■ **Kumpulan Soal**
A. Menurut berita tentang serangan siber Korut, berapa programer Korut yang didakwa oleh AS karena melakukan peretasan?
B. Lanjutkan berita tentang serangan siber Korut mulai dari kalimat terakhirnya.

■ **Halaman**
* * * * *
Kamis 18 Feb 2021 17:48 WIB

AS: Serangan Siber Korut Ancaman Signifikan

AS mendakwa tiga programer Korut karena melakukan peretasan.

Rep: Kamran Dikarma/ Red: Teguh Firmansyah
Ancaman serangan siber (ilustrasi).
Foto: ABC
Ancaman serangan siber (ilustrasi).

REPUBLIKA.CO.ID, WASHINGTON -- Pemerintah Amerika Serikat (AS) menempatkan serangan siber Korea Utara (Korut) sebagai ancaman serius. Aktivitas digital yang membahayakan Negeri Paman Sam dan sekutunya akan dimasukkan dalam perhatian Washington.
* * * * *
(Entri pelabelan posisi objek)
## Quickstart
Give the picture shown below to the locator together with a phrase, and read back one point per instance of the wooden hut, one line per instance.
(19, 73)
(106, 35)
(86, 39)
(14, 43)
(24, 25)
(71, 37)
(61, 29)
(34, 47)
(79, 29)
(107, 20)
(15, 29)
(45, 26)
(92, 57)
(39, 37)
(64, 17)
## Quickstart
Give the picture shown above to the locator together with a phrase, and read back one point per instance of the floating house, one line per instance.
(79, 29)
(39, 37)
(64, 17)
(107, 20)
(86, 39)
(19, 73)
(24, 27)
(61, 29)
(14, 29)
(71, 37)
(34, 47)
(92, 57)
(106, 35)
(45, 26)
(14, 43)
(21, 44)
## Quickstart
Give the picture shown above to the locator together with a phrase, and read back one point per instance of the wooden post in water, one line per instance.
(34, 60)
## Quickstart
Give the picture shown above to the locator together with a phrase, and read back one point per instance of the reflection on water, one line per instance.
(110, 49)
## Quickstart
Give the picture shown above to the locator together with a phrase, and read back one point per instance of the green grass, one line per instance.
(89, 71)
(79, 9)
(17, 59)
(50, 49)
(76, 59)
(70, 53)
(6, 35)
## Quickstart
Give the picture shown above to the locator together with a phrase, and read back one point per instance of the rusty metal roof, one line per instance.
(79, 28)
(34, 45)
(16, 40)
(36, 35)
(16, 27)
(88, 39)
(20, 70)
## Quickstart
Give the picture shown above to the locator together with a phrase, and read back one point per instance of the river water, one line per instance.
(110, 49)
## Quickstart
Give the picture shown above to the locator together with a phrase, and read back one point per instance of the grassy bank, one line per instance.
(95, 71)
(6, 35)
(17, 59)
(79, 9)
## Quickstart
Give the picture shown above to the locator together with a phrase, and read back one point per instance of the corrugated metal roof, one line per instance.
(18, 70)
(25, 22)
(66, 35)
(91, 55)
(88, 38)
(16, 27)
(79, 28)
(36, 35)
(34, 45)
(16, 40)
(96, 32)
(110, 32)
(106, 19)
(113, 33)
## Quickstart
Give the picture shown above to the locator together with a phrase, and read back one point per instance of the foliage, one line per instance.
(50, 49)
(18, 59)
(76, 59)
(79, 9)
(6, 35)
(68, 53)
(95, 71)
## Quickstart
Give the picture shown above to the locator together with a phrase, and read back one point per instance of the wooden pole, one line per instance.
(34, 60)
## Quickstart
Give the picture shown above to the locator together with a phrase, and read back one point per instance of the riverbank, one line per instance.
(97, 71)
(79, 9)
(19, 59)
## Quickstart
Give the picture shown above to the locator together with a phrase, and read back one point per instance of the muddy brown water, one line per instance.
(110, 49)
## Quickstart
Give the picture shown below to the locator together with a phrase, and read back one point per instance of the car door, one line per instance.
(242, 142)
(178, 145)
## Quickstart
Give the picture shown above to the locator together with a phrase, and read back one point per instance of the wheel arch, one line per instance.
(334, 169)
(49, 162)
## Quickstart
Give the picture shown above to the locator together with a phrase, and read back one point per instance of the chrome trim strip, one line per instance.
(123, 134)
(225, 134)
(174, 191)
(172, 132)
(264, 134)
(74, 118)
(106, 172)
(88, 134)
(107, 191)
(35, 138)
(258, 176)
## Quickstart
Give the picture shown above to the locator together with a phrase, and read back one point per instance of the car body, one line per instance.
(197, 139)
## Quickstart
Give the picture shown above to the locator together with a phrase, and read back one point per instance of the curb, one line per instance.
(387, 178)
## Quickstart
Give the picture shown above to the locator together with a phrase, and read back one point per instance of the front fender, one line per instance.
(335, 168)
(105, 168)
* * * * *
■ **Pembahasan Soal**
A. Tiga programer Korut.

B.
"Korut merupakan ancaman dunia maya yang signifikan bagi lembaga keuangan, tetap menjadi ancaman spionase dunia maya, ia mempertahankan kemampuan untuk melakukan serangan dunia maya yang mengganggu," kata Juru Bicara Departemen Luar Negeri AS Ned Price dalam jumpa pers pada Rabu (17/2).

Baca Juga

Dia mengungkapkan, peninjauan kebijakan AS atas Korut akan mempertimbangkan aktivitas jahat dan ancaman yang berasal dari negara tersebut. "Tentu saja aktivitas dunia maya yang berbahaya adalah sesuatu yang juga kami evaluasi dan lihat dengan cermat," ujar Price.

Baru-baru ini AS mendakwa tiga programer Korut karena melakukan peretasan untuk mencuri uang senilai 1,3 miliar dolar AS dan cryptocurrency. Mereka adalah Jon Chang-hyok (31 tahun) Kim Il (27 tahun) dan Park Jin-hyok (36 tahun). Aktivitas pembobolan dilakukan saat ketiganya bekerja di dinas intelijen Korut.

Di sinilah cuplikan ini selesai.